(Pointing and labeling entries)

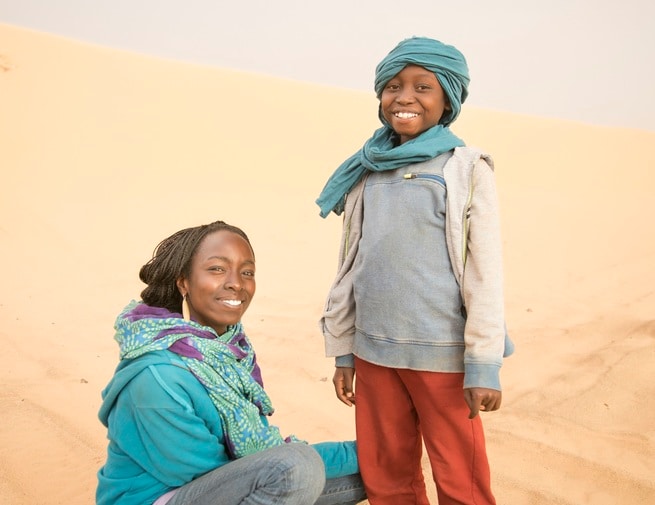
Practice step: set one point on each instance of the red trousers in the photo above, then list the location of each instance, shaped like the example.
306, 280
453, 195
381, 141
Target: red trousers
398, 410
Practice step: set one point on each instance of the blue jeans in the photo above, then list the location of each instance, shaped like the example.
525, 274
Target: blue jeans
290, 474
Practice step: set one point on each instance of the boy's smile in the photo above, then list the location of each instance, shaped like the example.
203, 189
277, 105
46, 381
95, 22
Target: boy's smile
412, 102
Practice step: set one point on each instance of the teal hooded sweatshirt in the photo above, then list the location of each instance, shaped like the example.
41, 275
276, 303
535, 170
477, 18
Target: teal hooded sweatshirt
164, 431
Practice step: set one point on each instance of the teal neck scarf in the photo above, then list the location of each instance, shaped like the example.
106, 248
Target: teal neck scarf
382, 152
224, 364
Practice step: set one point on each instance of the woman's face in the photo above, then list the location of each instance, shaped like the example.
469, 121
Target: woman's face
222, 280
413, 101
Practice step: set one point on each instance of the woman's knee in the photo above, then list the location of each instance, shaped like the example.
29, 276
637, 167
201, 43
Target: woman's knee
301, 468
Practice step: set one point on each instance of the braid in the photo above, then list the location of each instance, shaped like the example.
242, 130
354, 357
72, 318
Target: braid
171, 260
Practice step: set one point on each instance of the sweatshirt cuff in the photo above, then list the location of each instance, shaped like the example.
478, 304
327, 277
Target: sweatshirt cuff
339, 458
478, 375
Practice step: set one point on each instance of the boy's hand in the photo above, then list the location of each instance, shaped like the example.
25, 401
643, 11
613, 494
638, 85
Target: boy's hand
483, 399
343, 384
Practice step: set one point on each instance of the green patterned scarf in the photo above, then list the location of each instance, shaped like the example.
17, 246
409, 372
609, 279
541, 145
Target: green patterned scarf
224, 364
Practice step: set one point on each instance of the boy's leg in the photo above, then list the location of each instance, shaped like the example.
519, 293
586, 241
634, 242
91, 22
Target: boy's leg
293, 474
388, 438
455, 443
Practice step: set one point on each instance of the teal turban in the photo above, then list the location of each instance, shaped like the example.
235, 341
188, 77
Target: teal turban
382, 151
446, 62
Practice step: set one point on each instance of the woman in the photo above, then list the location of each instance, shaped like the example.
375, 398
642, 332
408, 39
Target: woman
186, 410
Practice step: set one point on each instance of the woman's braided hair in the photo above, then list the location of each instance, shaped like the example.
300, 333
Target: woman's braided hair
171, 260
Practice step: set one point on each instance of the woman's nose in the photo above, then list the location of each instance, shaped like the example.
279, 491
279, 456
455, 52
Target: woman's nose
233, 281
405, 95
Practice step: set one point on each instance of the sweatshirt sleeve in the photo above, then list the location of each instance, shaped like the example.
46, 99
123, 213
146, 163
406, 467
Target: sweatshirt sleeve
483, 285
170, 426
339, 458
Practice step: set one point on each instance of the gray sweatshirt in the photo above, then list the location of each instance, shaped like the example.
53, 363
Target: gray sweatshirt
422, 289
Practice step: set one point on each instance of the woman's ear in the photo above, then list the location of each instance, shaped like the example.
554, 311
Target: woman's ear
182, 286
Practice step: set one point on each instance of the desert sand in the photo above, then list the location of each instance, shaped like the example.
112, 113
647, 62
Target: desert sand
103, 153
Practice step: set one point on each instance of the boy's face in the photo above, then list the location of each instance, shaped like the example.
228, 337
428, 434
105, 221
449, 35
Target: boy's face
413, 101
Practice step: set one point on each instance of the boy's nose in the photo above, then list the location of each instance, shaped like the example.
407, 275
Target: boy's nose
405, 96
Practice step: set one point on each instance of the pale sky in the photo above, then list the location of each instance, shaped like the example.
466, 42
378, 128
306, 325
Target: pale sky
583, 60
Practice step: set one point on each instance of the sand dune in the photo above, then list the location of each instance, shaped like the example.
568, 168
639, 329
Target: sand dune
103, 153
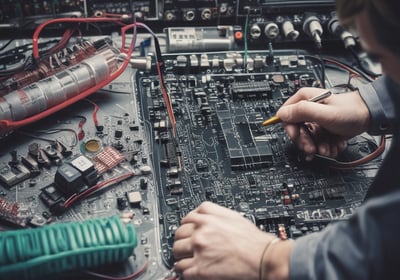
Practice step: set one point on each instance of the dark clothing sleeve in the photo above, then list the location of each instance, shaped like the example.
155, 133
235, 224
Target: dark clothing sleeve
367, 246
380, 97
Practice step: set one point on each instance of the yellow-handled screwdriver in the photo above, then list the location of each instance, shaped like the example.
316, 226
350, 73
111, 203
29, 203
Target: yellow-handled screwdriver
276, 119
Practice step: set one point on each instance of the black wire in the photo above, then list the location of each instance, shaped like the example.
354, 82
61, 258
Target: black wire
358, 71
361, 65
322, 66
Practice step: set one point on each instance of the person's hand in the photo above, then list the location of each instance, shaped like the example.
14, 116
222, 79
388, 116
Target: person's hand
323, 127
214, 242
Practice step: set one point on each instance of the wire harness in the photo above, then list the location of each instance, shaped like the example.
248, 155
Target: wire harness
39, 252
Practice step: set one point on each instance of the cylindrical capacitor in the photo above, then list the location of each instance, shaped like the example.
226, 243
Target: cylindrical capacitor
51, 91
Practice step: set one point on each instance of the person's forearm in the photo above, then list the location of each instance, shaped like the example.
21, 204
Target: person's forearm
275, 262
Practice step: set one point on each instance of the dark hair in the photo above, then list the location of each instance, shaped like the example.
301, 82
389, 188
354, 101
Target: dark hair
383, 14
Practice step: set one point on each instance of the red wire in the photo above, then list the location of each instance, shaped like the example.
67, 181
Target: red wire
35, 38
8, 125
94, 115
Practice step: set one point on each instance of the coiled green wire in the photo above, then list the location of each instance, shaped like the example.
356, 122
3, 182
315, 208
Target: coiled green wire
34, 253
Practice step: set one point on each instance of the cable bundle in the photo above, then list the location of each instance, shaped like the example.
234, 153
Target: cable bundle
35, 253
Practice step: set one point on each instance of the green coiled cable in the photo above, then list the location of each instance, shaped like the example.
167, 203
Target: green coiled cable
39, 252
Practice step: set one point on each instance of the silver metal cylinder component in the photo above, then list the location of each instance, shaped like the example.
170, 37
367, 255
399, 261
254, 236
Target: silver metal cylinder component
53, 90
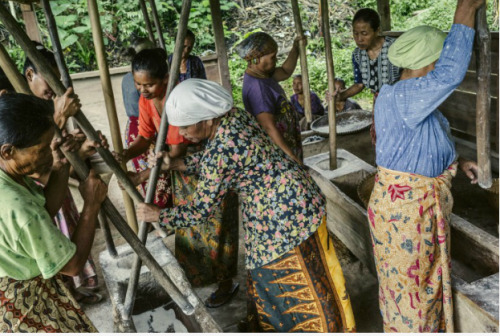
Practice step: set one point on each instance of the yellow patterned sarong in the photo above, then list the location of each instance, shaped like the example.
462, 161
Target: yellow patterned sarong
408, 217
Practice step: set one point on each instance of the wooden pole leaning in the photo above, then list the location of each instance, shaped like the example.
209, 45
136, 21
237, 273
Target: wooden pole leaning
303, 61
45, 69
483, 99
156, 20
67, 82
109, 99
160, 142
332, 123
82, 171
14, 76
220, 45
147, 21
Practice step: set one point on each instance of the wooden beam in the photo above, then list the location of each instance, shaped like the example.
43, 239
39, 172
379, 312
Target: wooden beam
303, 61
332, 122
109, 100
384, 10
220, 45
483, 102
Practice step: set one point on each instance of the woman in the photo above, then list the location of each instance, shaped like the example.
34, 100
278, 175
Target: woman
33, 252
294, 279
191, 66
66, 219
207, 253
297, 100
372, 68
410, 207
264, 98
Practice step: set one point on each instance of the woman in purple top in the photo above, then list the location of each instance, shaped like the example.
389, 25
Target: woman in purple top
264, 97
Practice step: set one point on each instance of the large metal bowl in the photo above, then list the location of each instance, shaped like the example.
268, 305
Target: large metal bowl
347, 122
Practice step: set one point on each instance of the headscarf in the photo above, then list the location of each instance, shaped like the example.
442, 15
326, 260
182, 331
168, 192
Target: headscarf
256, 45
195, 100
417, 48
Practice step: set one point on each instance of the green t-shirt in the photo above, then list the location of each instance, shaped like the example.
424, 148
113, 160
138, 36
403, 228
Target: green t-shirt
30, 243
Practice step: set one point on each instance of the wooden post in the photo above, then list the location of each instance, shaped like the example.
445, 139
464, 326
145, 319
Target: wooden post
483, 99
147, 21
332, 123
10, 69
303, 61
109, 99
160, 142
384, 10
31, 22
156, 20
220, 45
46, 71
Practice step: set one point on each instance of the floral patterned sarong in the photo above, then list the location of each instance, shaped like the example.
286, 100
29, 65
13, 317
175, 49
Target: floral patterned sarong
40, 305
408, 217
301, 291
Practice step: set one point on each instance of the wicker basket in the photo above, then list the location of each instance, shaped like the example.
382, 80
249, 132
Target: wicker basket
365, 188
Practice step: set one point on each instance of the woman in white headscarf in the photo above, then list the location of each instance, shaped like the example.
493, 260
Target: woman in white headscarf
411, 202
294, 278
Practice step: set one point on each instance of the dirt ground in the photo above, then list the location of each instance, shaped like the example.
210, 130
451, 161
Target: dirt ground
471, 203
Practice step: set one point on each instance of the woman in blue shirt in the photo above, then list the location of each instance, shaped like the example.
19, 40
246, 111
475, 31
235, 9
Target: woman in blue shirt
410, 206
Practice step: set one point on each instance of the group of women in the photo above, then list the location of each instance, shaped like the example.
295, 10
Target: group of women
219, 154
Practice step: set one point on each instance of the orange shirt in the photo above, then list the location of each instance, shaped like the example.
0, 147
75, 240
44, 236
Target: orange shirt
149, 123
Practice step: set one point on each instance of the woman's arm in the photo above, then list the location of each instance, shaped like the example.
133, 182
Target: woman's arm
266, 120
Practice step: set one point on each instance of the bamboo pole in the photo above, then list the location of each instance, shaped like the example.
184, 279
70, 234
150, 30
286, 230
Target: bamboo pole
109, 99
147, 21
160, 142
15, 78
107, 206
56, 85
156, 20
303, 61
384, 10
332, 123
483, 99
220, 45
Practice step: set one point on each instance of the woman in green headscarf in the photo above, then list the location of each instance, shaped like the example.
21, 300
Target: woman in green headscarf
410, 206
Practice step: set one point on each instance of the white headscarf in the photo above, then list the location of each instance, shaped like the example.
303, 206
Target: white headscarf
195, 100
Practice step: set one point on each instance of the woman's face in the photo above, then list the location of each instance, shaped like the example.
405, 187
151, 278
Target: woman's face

Exercise: Extract every line from the one containing "Practice step: set one point on each instance of the group" to the end of the entries, including both of those lines, exactly as given and with nothing added.

Solution to this task:
Practice step: set one point on each instance of the group of women in the photo above, then list the location of each instance, shaped like the example.
295, 10
Target: group of women
219, 154
Practice step: set one point on each instance of the orange shirt in the photo above, then list the location of each instance, shaped like the example.
0, 147
75, 240
44, 236
Target: orange shirt
149, 123
Practice step: set one point on each instance of the woman's arm in the photo above, then list the location of each instance, shaped like the example.
133, 182
Target: woman's arm
266, 120
Practice step: set one point on each instance of the bamboo pole in the photo above, then list the location of each instance, shaped like the example.
184, 279
70, 234
150, 30
286, 230
Target: bamboo pole
109, 99
147, 21
160, 142
15, 78
107, 206
56, 85
156, 20
303, 61
384, 10
332, 123
483, 99
220, 45
Practice step: set one point on each instance of the woman in green headscarf in the photo above, then list the location of each instance, shaped like the example.
21, 300
Target: woman in green headscarf
410, 206
Practice step: set one point on each instance of the white headscarf in the photo above, then list the location of each instance, shaped like the example.
303, 206
Target: white headscarf
195, 100
Practice step: set one point on each instance of the woman's face in the photo above, then list the location of each instance, shaped like the example.
405, 187
151, 278
Target: woman's face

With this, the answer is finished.